# TASK OBJECTIVE
Transcribe, word for word, everything in the surgical education abstract from "Methods: We conducted" down to "the α=0.05 level.".

# PROVIDED TEXT
- Opening Delimiter -
T. Araji1, A. Brooks1 1Hospital Of The University Of Pennsylvania, Department Of Surgery, Philadelphia, PA, USA
Introduction: Despite its recent prominence, the role of the Artificial Intelligence (AI) Chatbot “ChatGPT” has not been explored yet in the field of medical student education in surgery. The aim of this study is to assess how ChatGPT compares to Google search in influencing the medical education of third year medical students during their surgery clerkships.
Methods: We conducted a crossover study where medical students on their surgery clerkship were asked to complete two standardized assessments pertaining to general topics in surgery before and after they used either Google search or ChatGPT. The group that used Google search for the first assessment then used ChatGPT for the second assessment, and vice versa. Participants completed a post-assessment survey about their experiences with Google versus ChatGPT as well as the feasibility of ChatGPT and their willingness to use it for surgery related topics. Descriptive statistics and paired t-tests were used to compare outcomes between the two groups. All analyses were conducted using GraphPad Prism 9. Statistical significance was defined at the α=0.05 level.
- Closing Delimiter -
Excerpts from a dataset:
- Opening Delimiter -
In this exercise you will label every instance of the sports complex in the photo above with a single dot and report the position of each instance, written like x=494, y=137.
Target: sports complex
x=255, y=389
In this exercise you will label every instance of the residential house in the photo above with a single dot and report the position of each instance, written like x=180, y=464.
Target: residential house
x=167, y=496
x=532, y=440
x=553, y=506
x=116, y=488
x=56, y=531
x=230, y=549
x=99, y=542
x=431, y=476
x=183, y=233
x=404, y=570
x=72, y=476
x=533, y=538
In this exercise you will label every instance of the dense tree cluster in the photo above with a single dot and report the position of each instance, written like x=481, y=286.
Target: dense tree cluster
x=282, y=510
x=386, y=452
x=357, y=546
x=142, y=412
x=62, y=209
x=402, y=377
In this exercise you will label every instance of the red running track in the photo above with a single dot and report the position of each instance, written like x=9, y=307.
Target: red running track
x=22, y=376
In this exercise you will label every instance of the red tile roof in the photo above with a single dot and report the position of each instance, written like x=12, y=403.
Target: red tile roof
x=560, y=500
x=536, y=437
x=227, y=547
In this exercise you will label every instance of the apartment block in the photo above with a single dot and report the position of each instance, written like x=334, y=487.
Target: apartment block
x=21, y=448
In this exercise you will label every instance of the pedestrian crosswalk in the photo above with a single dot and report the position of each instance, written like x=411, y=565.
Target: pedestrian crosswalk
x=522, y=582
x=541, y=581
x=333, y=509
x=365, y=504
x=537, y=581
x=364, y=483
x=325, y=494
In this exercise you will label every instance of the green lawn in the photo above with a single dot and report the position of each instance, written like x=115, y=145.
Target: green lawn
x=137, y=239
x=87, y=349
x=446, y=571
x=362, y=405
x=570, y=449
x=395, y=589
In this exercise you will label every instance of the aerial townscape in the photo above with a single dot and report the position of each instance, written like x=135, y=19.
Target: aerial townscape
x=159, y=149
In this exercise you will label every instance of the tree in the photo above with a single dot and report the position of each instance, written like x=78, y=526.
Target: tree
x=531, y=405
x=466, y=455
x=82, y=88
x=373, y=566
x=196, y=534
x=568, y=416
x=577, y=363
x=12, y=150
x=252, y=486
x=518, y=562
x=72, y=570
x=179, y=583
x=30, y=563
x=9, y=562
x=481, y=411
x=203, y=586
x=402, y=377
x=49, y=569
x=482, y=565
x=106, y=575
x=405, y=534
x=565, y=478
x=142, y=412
- Closing Delimiter -
- Opening Delimiter -
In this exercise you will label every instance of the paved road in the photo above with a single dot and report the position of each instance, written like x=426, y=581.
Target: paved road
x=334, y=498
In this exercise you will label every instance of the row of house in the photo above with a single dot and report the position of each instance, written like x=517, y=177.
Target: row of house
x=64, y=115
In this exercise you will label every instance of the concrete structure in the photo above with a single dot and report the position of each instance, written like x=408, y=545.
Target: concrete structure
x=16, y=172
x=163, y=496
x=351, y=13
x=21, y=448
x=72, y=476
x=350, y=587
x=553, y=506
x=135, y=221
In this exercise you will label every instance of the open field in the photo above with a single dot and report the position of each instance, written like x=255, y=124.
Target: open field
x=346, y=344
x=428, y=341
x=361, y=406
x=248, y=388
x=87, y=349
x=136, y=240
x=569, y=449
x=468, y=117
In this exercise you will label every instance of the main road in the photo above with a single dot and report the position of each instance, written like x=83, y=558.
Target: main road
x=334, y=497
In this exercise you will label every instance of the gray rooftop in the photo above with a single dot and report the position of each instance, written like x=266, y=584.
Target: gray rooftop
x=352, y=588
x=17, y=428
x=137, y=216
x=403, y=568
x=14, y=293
- Closing Delimiter -
- Opening Delimiter -
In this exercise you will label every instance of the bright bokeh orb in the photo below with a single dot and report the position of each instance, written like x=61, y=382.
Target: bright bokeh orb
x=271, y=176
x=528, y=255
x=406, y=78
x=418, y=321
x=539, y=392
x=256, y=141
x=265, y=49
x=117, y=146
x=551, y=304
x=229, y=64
- Closing Delimiter -
# SOLUTION TO THE PROBLEM
Methods: We conducted a crossover study where medical students on their surgery clerkship were asked to complete two standardized assessments pertaining to general topics in surgery before and after they used either Google search or ChatGPT. The group that used Google search for the first assessment then used ChatGPT for the second assessment, and vice versa. Participants completed a post-assessment survey about their experiences with Google versus ChatGPT as well as the feasibility of ChatGPT and their willingness to use it for surgery related topics. Descriptive statistics and paired t-tests were used to compare outcomes between the two groups. All analyses were conducted using GraphPad Prism 9. Statistical significance was defined at the α=0.05 level.